__Instructions to follow__:
All of the data is to be copied without a single change.
[Given entries — start]
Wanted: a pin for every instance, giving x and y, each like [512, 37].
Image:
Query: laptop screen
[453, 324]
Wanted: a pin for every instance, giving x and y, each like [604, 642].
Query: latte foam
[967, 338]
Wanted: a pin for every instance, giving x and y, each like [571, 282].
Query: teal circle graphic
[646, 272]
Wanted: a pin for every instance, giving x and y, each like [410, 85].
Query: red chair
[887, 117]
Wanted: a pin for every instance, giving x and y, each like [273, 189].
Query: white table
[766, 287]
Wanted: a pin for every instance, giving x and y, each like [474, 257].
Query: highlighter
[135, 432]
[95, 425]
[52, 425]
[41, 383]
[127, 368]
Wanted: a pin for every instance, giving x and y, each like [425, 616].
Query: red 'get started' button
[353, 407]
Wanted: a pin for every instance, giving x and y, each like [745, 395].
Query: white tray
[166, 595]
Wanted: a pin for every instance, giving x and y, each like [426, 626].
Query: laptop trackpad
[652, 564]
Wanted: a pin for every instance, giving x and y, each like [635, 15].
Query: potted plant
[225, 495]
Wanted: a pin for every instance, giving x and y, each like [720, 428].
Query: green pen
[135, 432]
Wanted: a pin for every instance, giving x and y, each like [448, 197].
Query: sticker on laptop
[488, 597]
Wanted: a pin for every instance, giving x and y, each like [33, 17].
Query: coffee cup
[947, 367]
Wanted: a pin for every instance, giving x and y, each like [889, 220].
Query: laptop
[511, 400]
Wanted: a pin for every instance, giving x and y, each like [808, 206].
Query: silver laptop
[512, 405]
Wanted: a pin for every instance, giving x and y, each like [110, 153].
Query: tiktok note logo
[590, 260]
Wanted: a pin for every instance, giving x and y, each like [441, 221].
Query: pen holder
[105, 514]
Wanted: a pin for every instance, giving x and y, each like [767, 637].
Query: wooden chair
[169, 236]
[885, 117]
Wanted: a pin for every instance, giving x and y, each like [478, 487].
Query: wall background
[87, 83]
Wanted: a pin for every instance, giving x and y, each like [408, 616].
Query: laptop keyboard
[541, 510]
[Given entries — finish]
__Task solution__:
Wanted: a pin for every instance, giving x and y, each like [512, 37].
Image:
Query: laptop screen
[453, 324]
Wanted: a pin for every instance, giving x and y, each like [604, 642].
Query: latte foam
[967, 338]
Wanted: a pin for every instance, giving x and y, each like [571, 282].
Query: teal circle graphic
[646, 272]
Wanted: a pin for every instance, giving x and y, each like [410, 85].
Query: red chair
[887, 117]
Wanted: a pin for every instance, giving x and y, each like [273, 189].
Query: white table
[766, 287]
Wanted: a pin for every instance, giving x and y, each like [474, 257].
Query: highlighter
[135, 432]
[95, 425]
[52, 425]
[41, 383]
[127, 368]
Wanted: a pin for every instance, giving x and y, each like [425, 616].
Query: red 'get started' button
[353, 407]
Wanted: a pin for every instance, giving x and y, each like [745, 395].
Query: white tray
[166, 595]
Wanted: a pin for every instance, giving x and y, each like [426, 626].
Query: laptop trackpad
[652, 564]
Wanted: a pin for every instance, giving x and y, each like [635, 15].
Query: potted plant
[225, 495]
Wanted: a pin for every instance, giving x and y, each like [720, 428].
Query: green pen
[135, 432]
Wanted: a pin for every instance, giving x and y, each like [448, 197].
Query: sticker on laptop
[488, 597]
Wanted: a pin for every instance, giving x and y, each like [33, 17].
Query: coffee cup
[947, 367]
Wanted: a pin for every instance, giving x and y, each like [889, 220].
Query: laptop
[511, 400]
Wanted: a pin for every instance, giving x and y, each like [808, 206].
Query: silver laptop
[512, 405]
Wanted: a pin for every instance, giving x and y, each like [110, 153].
Query: tiktok note logo
[590, 260]
Wanted: a pin for every instance, giving x and y, each like [441, 221].
Query: pen holder
[105, 514]
Wanted: a pin for every instance, giving x and y, each like [767, 637].
Query: wooden chair
[169, 236]
[885, 117]
Wanted: a pin for every instance, giving x and y, each like [478, 487].
Query: wall background
[87, 83]
Wanted: a pin for every instance, giving x and y, each like [408, 616].
Query: laptop keyboard
[541, 510]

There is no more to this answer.